Sacramento Kings bring Google Glass to basketball

Sacramento Kings bring Google Glass to basketball

The Kings will debut the new Google Glass program on January 24, in a game against the Indiana Pacers.

Every day that Google doesn’t announce the official street date for the Google Glass device, the intriguing wearable technology gains some new interesting application in the professional world. Late last summer, an Ohio State University surgeon started using the Glass to give medical students a first-person view of advanced medical procedures. Just this week, L’Oreal linked up with Google Glass to create salon hairstyle tutorial videos. And now, Google Glass is entering a new field, not just medicine or professional hairstyling but professional basketball.

That’s right: according to a recent report from ABC News, the Sacramento Kings will become the first team in the NBA – and the first team in professional sports – to incorporate the Google Glass into gameplay and fan interaction. Spearheaded by Jim Kovach, a former NFL player and the business development leader for an electronics company called CrowdOptic, the new basketball-bound application for Google Glass will give sporting spectators something they haven’t really seen before.

Google’s wearable device will be worn by both Sacramento Kings players and professional announcers alike during games. As with the Ohio State surgery situation, the Google Glass devices will always be on and filming while players are on the court, capturing action-packed first-person footage of passes, blocks, dunks, three-pointers, rebounds, and every other aspect of a basketball game. The footage will then be streamed intermittently to the basketball arena’s Jumbotron and to sporting networks, who will then broadcast it at certain points for spectators to see on their screens at home. In other words, it’s just another way of filming a basketball game, one that seeks to bring viewers into the action and adrenaline of the sport like never before.

Referring expression data:

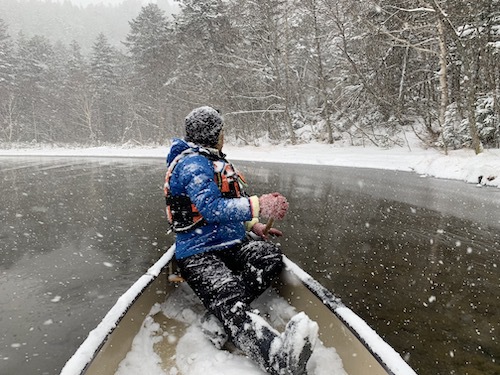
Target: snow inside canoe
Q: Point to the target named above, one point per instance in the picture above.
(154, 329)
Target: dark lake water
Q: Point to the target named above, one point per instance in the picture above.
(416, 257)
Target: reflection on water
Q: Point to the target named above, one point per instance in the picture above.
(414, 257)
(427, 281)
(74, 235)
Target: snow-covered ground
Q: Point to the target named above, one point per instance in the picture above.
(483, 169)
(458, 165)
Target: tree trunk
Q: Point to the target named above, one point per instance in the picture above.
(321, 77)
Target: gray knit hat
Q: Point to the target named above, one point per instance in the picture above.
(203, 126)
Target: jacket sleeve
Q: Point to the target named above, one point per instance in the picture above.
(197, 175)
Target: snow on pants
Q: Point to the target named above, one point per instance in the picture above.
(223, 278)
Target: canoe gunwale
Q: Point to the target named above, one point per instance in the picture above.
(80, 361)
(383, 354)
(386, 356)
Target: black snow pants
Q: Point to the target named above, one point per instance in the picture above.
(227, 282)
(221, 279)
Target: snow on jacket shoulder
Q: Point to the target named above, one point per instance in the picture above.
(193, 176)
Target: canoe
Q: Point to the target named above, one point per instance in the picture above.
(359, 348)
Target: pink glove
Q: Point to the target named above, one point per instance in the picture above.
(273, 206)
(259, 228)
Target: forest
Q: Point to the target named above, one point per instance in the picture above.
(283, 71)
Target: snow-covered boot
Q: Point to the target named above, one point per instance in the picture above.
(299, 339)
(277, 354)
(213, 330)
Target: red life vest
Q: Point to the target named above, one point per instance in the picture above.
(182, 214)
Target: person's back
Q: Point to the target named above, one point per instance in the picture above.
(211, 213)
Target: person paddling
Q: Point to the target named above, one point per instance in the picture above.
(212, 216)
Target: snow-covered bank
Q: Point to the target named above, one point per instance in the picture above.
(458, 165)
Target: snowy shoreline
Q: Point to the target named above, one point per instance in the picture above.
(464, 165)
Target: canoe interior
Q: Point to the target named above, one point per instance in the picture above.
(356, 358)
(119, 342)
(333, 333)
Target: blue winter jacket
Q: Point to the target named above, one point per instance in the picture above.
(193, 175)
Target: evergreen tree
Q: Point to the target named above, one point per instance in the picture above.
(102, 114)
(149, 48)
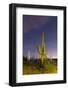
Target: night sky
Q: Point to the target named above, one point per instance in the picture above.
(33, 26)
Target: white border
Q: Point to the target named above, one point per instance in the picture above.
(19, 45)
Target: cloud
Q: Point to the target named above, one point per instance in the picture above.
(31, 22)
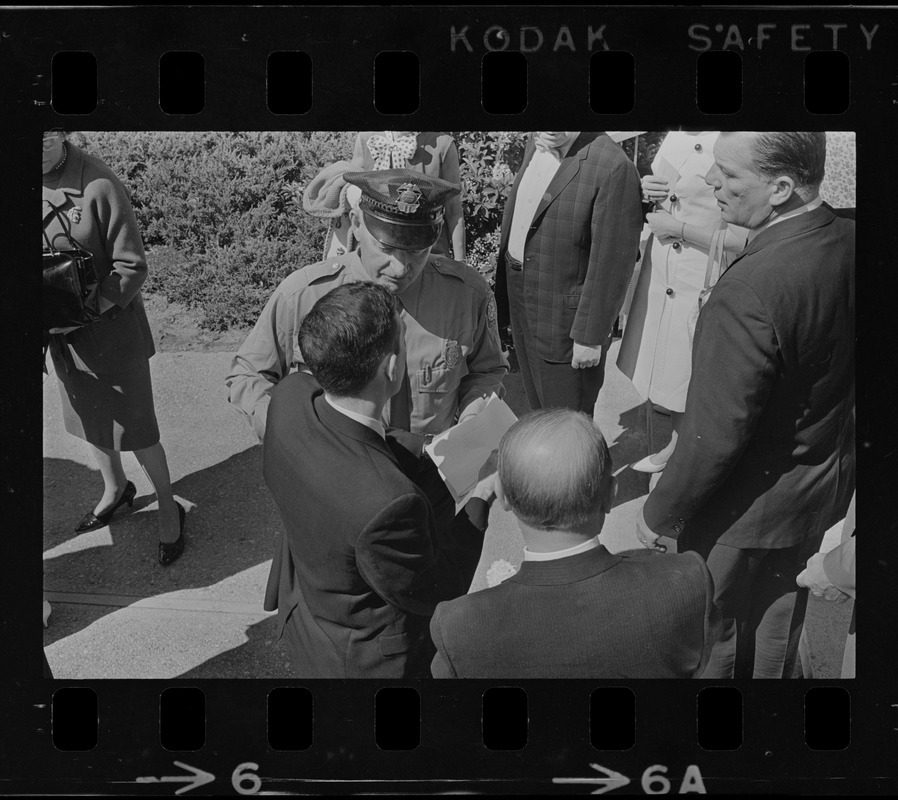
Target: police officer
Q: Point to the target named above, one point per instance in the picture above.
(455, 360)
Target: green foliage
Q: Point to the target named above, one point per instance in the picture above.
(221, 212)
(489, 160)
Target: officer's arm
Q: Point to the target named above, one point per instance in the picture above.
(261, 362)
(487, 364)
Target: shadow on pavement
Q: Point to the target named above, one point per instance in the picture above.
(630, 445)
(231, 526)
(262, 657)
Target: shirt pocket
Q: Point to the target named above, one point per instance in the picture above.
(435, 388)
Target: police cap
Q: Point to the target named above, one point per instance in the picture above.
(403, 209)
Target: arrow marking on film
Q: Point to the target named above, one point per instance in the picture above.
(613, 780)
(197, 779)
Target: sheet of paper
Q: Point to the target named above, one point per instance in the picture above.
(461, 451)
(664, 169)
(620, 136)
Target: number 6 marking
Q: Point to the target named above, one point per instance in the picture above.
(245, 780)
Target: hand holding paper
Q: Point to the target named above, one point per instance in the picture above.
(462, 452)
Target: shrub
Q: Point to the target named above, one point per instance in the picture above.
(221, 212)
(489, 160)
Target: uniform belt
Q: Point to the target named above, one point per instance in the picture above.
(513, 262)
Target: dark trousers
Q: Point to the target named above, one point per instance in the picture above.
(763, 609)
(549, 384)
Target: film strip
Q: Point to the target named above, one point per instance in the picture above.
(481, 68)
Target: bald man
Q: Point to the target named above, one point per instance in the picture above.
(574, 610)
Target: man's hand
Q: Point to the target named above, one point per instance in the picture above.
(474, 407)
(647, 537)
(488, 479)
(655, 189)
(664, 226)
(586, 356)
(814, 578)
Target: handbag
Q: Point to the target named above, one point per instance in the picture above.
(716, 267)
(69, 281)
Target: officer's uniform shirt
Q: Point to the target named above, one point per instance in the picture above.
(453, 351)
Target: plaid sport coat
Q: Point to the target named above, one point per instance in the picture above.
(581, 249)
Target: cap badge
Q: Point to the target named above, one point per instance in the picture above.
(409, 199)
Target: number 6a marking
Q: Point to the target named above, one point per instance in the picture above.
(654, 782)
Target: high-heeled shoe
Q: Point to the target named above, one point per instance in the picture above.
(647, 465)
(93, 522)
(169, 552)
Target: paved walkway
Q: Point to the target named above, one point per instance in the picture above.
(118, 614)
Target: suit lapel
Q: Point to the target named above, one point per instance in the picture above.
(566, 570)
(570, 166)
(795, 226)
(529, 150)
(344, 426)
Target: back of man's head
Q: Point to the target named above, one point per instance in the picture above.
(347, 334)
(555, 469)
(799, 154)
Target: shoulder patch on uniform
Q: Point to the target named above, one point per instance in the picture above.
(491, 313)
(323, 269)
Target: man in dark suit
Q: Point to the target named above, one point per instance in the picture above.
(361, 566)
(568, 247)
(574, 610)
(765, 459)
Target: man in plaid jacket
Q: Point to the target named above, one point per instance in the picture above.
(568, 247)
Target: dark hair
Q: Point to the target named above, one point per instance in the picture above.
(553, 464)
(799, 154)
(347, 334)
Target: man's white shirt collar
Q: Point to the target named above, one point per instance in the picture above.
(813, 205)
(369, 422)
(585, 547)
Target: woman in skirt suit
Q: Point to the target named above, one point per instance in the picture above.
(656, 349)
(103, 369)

TASK REQUIREMENTS
Continue the article about the Sacramento Kings bringing Google Glass to basketball, starting right after its last sentence.

ANSWER SECTION
“A long time ago, I played in the NFL and the view that I miss is the one of the field,” Jim Kovach told ABC News. “If you’re one of the players, you have the best view.”

Undoubtedly, the new first-person Google Glass footage will be a big hit among sports fans who want to be more involved with a basketball game than just a few stock camera angles allow. Whether it’s as big a hit among athletes has not yet been revealed, though it certainly seems as if the Glass could prove distracting for players trying to “get in the zone.” Furthermore, it is conceivable that a Google Glass device could be knocked off a players’ head in a fall or a moment of contact with another player, meaning that the expensive devices could easily end up smashed up and broken on the basketball court.

However, despite some lingering questions to be answered, the Sacramento Kings and the NBA as a whole are extremely excited to start using the Glass and see how everything pans out. The Kings will debut the new Google Glass program on January 24, in a game against the Indiana Pacers. If all goes well, Kovach thinks that first-person action shots will not only become a part of Kings basketball, but of NBA basketball across the board.